┌──

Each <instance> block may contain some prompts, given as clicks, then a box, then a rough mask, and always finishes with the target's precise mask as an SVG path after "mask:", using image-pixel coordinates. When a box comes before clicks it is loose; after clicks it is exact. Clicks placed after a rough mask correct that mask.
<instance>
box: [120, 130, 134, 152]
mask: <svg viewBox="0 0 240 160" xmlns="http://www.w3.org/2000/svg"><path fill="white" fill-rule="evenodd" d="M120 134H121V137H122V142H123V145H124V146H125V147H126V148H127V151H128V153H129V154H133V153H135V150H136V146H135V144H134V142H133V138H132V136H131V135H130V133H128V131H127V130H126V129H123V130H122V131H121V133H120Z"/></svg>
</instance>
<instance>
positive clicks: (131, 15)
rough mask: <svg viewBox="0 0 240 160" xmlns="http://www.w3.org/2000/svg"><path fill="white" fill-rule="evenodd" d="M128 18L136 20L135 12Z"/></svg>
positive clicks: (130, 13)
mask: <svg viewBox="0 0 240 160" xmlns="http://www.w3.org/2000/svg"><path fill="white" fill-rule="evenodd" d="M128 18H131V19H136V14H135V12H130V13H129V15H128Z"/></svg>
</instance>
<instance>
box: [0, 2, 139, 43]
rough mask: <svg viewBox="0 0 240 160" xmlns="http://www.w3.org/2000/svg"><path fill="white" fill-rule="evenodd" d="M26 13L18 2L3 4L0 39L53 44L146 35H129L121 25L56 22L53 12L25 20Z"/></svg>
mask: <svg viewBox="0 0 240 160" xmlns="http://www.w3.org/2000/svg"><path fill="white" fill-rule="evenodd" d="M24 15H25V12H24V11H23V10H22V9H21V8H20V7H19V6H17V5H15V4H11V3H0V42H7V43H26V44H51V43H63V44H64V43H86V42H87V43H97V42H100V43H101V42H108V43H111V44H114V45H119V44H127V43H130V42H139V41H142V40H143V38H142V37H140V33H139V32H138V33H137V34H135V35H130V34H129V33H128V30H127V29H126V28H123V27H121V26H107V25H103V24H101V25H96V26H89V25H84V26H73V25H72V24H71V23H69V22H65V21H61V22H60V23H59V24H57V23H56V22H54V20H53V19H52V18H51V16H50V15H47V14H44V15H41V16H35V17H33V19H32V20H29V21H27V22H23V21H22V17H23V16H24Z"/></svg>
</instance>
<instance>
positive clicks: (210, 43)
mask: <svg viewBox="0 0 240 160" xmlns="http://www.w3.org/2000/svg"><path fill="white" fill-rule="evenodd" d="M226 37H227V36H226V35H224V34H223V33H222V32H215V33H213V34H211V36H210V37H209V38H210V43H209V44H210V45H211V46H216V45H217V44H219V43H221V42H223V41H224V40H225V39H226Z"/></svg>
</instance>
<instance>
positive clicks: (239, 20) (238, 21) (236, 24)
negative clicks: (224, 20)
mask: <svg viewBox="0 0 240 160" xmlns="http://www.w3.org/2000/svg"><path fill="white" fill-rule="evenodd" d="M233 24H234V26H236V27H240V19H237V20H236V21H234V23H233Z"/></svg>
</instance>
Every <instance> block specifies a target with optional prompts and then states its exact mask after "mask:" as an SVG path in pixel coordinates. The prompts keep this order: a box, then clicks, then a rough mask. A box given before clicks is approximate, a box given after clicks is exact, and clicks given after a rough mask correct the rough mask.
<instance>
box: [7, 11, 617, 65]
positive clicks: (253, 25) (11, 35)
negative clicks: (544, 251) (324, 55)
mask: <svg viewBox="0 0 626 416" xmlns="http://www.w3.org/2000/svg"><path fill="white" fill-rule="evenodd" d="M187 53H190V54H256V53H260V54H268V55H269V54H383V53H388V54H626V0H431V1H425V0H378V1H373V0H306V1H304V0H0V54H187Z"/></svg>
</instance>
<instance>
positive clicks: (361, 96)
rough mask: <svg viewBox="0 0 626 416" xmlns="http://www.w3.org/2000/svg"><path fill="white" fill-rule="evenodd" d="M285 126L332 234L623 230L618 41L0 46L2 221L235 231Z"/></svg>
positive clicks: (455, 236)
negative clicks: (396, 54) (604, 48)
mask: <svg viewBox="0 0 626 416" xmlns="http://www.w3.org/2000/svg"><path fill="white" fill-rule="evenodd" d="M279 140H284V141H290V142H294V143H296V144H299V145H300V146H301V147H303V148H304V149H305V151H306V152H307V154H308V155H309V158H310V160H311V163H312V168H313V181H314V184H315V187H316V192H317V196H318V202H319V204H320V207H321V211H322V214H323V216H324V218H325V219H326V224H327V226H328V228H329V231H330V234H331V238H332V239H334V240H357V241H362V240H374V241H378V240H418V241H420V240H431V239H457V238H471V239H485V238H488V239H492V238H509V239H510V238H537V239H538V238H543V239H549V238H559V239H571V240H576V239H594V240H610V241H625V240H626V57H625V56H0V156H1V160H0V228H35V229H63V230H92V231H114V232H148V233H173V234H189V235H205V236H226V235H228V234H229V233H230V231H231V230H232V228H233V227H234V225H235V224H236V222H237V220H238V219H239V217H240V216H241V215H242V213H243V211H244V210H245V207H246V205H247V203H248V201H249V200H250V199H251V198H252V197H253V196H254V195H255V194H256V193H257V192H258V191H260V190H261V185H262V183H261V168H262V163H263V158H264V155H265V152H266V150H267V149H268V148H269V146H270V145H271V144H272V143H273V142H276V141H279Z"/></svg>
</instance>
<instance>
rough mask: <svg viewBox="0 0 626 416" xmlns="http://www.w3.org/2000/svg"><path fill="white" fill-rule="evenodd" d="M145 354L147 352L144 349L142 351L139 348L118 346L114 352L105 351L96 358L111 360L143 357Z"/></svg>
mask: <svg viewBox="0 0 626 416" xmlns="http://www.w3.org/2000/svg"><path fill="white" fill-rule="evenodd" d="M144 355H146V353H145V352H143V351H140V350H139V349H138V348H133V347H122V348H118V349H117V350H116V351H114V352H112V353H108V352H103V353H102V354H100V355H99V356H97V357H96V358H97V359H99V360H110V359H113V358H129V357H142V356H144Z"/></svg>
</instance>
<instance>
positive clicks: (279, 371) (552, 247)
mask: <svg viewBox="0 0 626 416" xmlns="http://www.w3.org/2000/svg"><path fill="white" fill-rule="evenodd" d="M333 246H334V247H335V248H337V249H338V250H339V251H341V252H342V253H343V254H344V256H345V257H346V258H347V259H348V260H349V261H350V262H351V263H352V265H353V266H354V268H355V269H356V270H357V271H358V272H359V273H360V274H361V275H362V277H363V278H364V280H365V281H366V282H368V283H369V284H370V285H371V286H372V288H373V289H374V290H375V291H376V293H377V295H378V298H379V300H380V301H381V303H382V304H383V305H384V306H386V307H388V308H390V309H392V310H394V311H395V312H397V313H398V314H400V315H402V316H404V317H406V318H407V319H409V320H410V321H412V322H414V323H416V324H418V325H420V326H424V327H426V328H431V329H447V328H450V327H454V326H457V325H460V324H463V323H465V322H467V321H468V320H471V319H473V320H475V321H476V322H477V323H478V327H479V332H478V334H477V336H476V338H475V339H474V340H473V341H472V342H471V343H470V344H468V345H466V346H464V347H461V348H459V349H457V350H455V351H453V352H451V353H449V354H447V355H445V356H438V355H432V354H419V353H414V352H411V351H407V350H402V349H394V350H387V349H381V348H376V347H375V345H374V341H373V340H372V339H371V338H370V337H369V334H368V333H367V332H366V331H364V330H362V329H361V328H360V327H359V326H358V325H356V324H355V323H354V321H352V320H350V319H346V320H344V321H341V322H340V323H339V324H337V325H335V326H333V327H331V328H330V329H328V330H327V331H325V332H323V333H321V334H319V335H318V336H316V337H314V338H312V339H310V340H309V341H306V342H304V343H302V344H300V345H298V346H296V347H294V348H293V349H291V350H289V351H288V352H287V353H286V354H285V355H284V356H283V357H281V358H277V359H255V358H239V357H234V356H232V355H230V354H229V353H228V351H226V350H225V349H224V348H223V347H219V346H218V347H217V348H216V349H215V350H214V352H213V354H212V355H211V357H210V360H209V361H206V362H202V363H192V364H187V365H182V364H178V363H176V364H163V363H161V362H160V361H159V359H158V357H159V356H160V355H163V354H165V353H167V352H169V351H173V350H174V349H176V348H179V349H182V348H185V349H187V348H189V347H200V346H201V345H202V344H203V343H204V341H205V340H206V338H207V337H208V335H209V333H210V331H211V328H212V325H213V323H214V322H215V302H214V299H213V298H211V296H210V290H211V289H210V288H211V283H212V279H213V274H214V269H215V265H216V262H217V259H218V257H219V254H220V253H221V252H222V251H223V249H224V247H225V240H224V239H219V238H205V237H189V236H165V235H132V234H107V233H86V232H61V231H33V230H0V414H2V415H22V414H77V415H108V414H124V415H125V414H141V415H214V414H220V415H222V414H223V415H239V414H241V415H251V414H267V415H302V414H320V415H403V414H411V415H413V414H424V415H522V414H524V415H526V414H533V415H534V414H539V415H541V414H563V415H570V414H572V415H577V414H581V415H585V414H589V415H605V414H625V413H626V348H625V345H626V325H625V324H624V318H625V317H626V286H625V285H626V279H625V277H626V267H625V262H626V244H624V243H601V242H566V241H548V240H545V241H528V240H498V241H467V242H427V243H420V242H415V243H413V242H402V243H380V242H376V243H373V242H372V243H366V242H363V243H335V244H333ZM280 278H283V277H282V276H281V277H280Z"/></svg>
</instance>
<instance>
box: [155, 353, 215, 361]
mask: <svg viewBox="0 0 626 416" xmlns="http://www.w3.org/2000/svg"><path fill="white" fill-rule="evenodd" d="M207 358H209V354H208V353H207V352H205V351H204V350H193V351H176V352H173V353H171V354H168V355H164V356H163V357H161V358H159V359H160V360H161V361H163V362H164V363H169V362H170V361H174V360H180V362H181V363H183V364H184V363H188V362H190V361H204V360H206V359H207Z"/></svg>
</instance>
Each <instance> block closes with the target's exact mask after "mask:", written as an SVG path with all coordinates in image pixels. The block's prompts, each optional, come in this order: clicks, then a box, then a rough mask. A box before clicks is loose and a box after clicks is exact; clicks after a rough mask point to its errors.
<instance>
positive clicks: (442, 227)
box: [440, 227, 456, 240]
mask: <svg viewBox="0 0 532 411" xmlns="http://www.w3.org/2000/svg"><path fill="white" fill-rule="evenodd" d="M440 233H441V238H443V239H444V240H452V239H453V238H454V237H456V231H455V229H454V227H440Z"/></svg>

└──

**Directions for this task**
Out of the listing above, reproduce exactly the lines from the one with "positive clicks: (361, 96)" up to and including the one with "positive clicks: (455, 236)".

**Reply**
positive clicks: (361, 96)
rough mask: <svg viewBox="0 0 626 416" xmlns="http://www.w3.org/2000/svg"><path fill="white" fill-rule="evenodd" d="M285 126L332 234L623 230L618 41L0 46L2 221L235 231Z"/></svg>
positive clicks: (455, 236)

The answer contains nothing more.